__Short problem__. Locate each line in the listing below that contains the word "tire" and copy those lines.

Point-based annotation listing
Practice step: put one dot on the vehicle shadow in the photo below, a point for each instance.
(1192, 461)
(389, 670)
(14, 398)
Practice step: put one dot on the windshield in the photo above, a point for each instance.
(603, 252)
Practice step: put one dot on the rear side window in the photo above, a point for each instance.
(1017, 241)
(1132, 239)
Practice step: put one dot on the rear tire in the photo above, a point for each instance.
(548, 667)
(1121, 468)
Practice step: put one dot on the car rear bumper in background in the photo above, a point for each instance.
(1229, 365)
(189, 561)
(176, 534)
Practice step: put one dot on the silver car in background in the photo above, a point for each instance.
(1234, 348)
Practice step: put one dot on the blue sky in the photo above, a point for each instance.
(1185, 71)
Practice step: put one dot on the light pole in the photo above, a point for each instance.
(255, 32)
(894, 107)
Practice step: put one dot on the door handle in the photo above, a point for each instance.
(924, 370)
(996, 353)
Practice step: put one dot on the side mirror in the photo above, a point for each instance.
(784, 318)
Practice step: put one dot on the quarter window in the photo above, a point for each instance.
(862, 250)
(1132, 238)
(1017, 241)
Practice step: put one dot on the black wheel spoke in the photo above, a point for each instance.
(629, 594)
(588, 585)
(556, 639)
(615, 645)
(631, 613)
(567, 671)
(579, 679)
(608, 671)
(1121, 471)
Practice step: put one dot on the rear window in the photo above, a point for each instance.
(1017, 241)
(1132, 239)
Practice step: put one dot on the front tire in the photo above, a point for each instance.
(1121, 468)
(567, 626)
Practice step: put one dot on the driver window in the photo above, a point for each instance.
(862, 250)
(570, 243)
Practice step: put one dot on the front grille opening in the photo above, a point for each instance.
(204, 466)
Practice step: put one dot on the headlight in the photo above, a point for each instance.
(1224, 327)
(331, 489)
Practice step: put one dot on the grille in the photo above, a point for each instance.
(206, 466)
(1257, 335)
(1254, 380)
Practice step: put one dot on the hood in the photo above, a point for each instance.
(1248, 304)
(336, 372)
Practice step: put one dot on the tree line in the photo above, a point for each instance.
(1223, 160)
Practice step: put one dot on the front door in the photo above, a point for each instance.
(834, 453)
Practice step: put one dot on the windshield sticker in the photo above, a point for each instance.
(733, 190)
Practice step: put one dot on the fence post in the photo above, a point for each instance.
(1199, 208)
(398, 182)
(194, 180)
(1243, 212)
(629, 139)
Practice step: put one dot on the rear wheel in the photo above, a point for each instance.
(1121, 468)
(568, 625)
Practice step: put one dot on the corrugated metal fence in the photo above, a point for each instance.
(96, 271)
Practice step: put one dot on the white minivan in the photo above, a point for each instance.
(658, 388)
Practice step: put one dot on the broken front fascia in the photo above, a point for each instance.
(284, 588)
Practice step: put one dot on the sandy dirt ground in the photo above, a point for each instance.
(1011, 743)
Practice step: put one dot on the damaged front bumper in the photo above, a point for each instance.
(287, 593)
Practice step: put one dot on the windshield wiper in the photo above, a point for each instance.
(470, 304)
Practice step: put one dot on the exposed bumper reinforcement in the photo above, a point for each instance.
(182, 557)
---
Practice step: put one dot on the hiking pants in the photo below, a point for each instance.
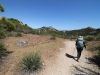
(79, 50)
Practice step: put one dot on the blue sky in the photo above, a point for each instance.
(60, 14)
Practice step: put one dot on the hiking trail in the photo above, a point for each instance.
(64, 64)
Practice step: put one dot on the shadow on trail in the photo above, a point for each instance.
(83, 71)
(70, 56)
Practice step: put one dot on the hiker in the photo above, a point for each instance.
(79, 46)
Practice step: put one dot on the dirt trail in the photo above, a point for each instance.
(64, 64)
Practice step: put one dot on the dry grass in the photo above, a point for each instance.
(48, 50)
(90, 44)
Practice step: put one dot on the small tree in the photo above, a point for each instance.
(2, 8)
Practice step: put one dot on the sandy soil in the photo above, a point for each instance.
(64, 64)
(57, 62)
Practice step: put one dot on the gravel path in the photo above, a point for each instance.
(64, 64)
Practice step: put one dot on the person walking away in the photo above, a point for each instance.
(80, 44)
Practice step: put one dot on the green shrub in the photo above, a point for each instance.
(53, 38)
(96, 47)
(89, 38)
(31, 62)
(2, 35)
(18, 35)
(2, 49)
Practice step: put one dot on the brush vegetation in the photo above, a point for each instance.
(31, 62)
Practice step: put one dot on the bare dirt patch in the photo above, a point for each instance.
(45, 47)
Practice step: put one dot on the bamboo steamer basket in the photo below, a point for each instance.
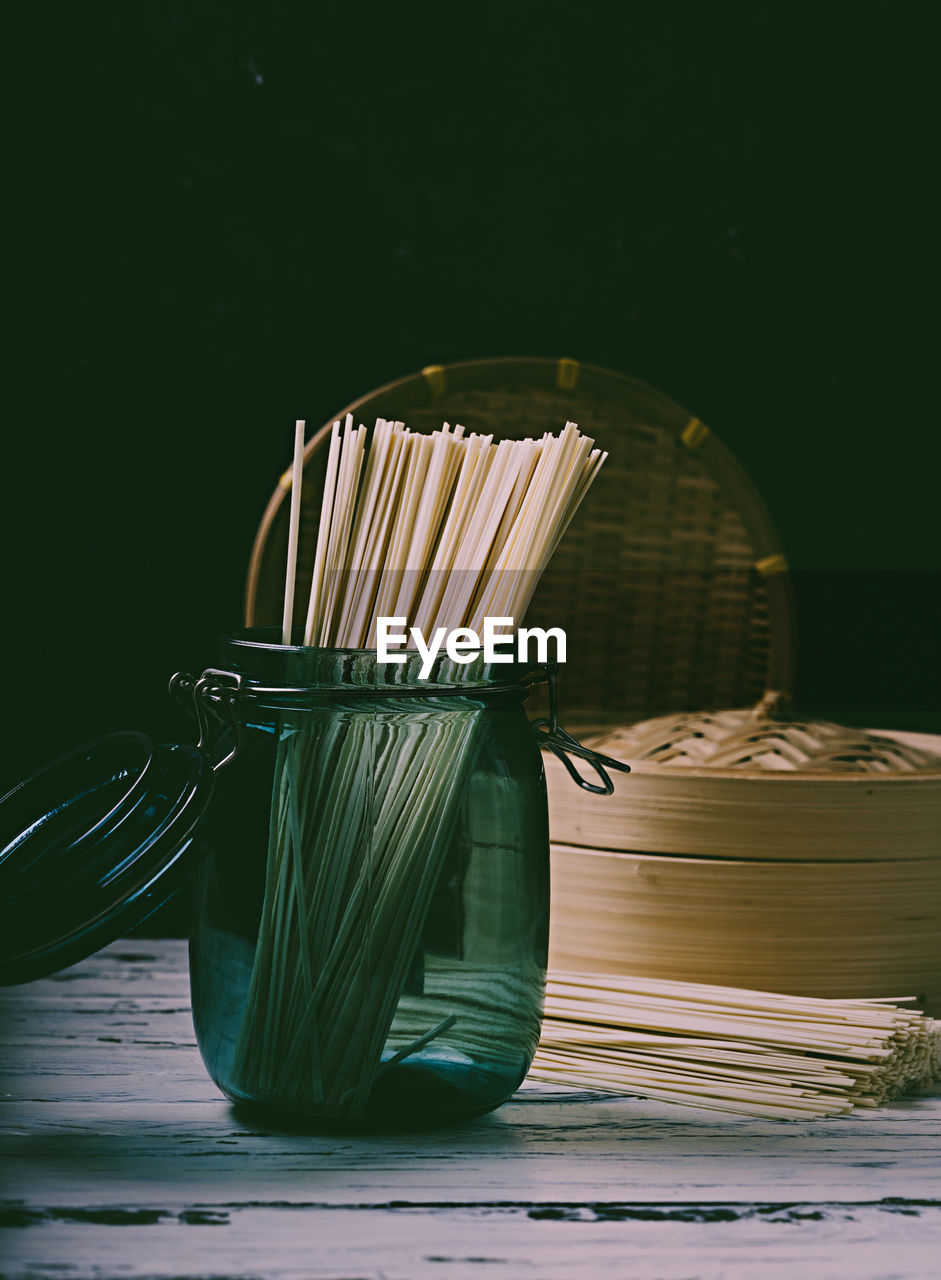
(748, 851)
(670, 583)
...
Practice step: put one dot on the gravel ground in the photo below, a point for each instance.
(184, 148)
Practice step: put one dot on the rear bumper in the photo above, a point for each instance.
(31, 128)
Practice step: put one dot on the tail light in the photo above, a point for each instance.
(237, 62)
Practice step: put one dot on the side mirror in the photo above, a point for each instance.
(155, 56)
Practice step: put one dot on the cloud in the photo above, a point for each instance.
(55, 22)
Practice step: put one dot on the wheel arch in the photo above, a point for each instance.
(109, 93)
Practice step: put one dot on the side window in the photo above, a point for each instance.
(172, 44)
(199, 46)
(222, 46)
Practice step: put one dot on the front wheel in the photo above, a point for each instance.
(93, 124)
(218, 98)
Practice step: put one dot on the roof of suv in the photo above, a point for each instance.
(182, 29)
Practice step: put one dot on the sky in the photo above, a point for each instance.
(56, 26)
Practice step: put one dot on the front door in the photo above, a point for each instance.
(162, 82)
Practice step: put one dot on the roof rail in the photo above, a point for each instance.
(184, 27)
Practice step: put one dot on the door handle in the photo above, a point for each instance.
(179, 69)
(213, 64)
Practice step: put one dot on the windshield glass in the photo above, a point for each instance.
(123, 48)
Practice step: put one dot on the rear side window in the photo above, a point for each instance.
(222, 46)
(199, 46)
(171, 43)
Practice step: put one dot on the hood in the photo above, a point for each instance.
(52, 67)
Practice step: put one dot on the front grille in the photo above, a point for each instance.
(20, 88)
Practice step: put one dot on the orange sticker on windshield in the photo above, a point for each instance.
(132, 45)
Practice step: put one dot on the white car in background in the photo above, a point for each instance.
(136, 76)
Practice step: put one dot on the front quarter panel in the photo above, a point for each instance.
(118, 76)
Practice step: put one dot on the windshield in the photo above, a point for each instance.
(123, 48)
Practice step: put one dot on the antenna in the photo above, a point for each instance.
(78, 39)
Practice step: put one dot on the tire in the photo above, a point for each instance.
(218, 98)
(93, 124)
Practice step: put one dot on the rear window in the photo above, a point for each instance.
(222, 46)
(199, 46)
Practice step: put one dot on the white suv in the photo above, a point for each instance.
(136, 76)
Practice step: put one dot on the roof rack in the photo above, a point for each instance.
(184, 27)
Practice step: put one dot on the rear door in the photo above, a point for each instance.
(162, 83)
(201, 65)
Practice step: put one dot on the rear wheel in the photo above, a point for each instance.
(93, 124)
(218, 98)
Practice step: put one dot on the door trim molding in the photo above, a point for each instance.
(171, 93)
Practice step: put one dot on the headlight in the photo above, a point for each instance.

__Response to this exercise__.
Practice step: put one dot on the rear tire in the photo above, a point for each instance.
Practice step: put one dot on the front tire in the photo above, a point for each instance.
Practice step: put one dot on the tire in the photo above, a point for each instance.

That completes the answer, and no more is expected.